··· PROVIDED PASSAGE

The present disclosure relates to a work cycle determination system for a pump. More particularly, the present disclosure relates to the work cycle determination system for a fracking pump used in oil and gas industry.

BACKGROUND

Generally, fracking pumps are employed during downhole activities in oil and gas industry. Such activities may include perforation and fracking for production of oil and/or gas from rock formations. In some situations, multiple fracking pumps may be used in tandem to perform perforation and fracking in a. cyclic manner or as per operational requirements. Further, multiple fracking pumps may be grouped together to improve fluid flow and fluid pressure. In such a situation, different groups of the fracking pumps may be assigned preset activities, such as either perforation or fracking, to be performed sequentially or as per operational requirements.

······

**OBJECTIVES:**
1) Reproduce the passage on fracking pumps word for word, from the words containing "Generally, fracking pumps" to the words ending in "sequentially or as per operational requirements.".
2) Decide whether each statement agrees with the passage on fracking pumps, answering yes or no and quoting the words of the passage that settle it: (a) Fracking pumps are employed during downhole activities in the oil and gas industry. (b) Multiple fracking pumps may be grouped together to reduce fluid pressure. (c) The disclosure relates to a work cycle determination system for a pump.
3) Continue the passage on fracking pumps from its last sentence.
The rows that come next have no connection to the passage on fracking pumps.

··· DATA EXTRACT

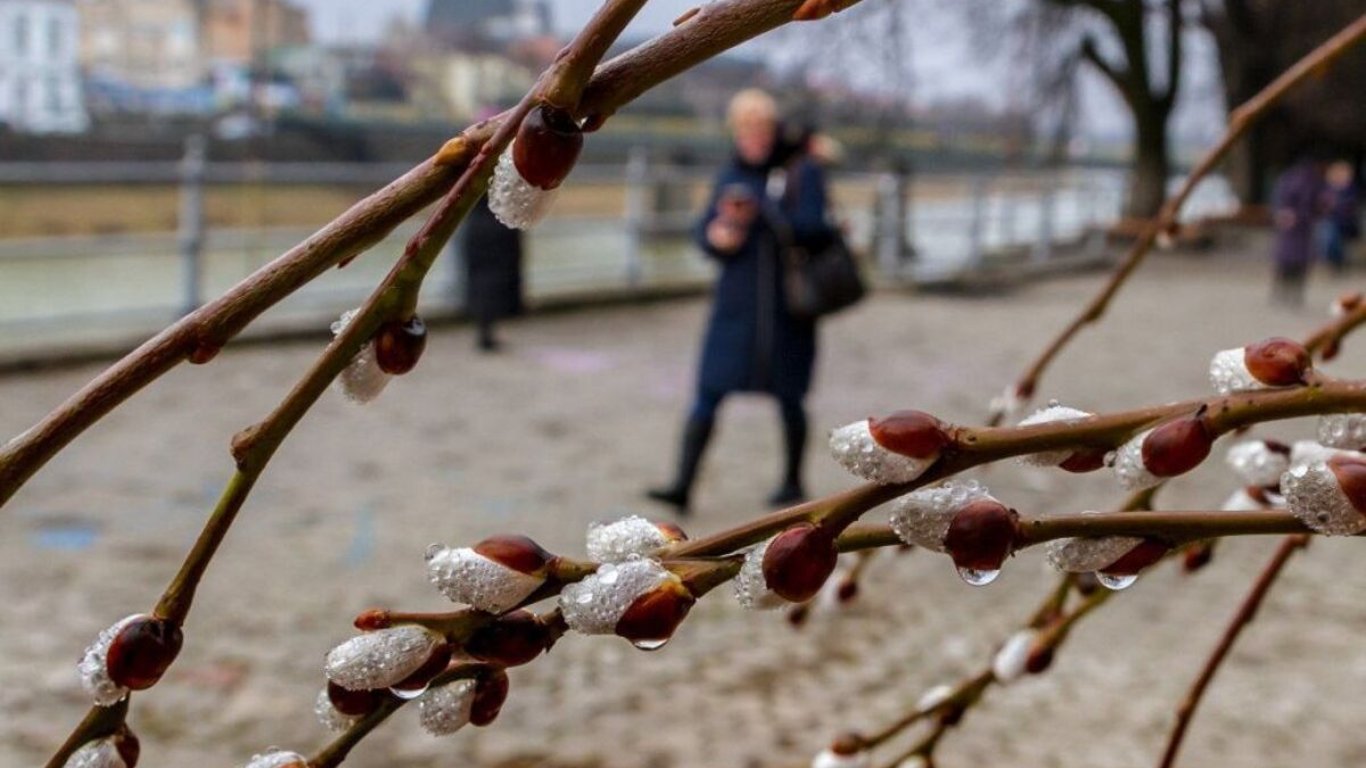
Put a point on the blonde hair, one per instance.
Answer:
(749, 105)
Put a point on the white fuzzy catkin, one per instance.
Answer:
(750, 586)
(99, 753)
(829, 759)
(1051, 414)
(1317, 499)
(620, 540)
(465, 576)
(1346, 431)
(922, 517)
(597, 603)
(1228, 372)
(445, 709)
(1256, 463)
(361, 380)
(1128, 465)
(277, 759)
(854, 447)
(512, 200)
(1010, 662)
(94, 666)
(1090, 554)
(383, 657)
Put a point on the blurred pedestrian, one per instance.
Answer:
(1342, 215)
(753, 343)
(492, 257)
(1295, 207)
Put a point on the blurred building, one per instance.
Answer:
(461, 22)
(142, 44)
(40, 79)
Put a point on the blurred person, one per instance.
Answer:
(1295, 207)
(1342, 223)
(492, 257)
(753, 343)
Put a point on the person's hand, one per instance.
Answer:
(724, 235)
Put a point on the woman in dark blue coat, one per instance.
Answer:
(753, 343)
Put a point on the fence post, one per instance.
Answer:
(190, 223)
(977, 228)
(1047, 212)
(637, 187)
(889, 237)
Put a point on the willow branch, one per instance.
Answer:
(1239, 122)
(717, 28)
(1241, 621)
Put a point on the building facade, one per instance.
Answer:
(40, 77)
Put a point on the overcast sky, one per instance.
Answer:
(945, 67)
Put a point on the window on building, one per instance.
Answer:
(21, 34)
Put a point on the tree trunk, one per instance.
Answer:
(1148, 178)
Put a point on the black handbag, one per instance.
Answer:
(820, 278)
(821, 282)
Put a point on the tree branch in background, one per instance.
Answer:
(1238, 125)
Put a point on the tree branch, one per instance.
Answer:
(1239, 122)
(1242, 619)
(717, 28)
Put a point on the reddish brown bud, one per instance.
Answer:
(517, 552)
(1197, 556)
(548, 145)
(491, 690)
(1178, 446)
(911, 433)
(1040, 659)
(798, 562)
(1276, 361)
(1351, 476)
(130, 749)
(436, 663)
(373, 619)
(512, 640)
(142, 652)
(981, 536)
(398, 345)
(353, 703)
(1083, 461)
(652, 618)
(1145, 554)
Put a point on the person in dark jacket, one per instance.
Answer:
(753, 343)
(1295, 209)
(492, 257)
(1342, 217)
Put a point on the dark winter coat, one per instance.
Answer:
(753, 343)
(1298, 190)
(492, 264)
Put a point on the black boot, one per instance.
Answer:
(695, 436)
(794, 442)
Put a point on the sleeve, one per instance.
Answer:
(807, 212)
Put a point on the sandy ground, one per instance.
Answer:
(567, 427)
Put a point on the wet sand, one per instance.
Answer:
(567, 427)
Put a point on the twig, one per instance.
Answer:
(1245, 616)
(1239, 122)
(717, 28)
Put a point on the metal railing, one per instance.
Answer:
(109, 290)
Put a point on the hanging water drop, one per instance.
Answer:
(977, 577)
(1116, 581)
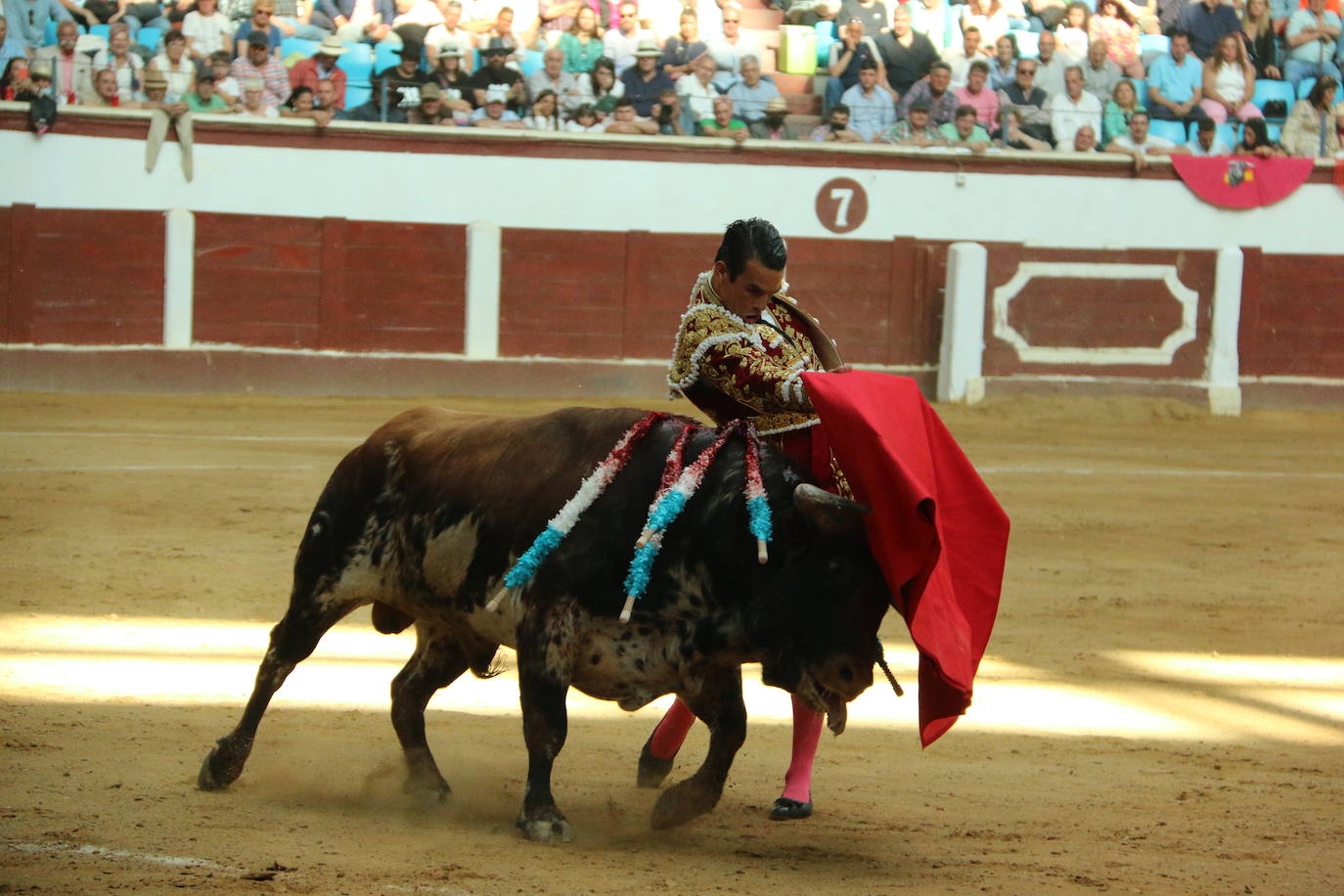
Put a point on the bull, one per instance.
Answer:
(426, 516)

······

**ANSWERS FOR THE TASKS:**
1)
Generally, fracking pumps are employed during downhole activities in oil and gas industry. Such activities may include perforation and fracking for production of oil and/or gas from rock formations. In some situations, multiple fracking pumps may be used in tandem to perform perforation and fracking in a. cyclic manner or as per operational requirements. Further, multiple fracking pumps may be grouped together to improve fluid flow and fluid pressure. In such a situation, different groups of the fracking pumps may be assigned preset activities, such as either perforation or fracking, to be performed sequentially or as per operational requirements.

2)
(a) Yes: "Generally, fracking pumps are employed during downhole activities in oil and gas industry."
(b) No: "multiple fracking pumps may be grouped together to improve fluid flow and fluid pressure."
(c) Yes: "The present disclosure relates to a work cycle determination system for a pump."

3)
The fracking pump includes an intake manifold at low pressure and a discharge manifold at high pressure. The high discharge pressure, in turn may induce excessive stress on components of the fracking pump, such as one or more valves, seals, bearings, and so on. Furthermore, different activities may induce varying levels of stress on the components of the fracking pump, in turn limiting use of the fracking pump for different activities. For example, higher stress activities may limit an operation of the fracking pump for a limited number of hours before the fracking pump may be operated again for the same or a different activity. Also, higher stress activities may require frequent servicing of the fracking pump in order to identify worn out components and limit breakdown of the fracking pump during an ongoing activity. Moreover, the fluid pumped by the fracking pump may be gritty and corrosive leading to early failure of the fracking pump. The failure of the fracking pump may result in downtimes amounting to loss of time and money to the site operator.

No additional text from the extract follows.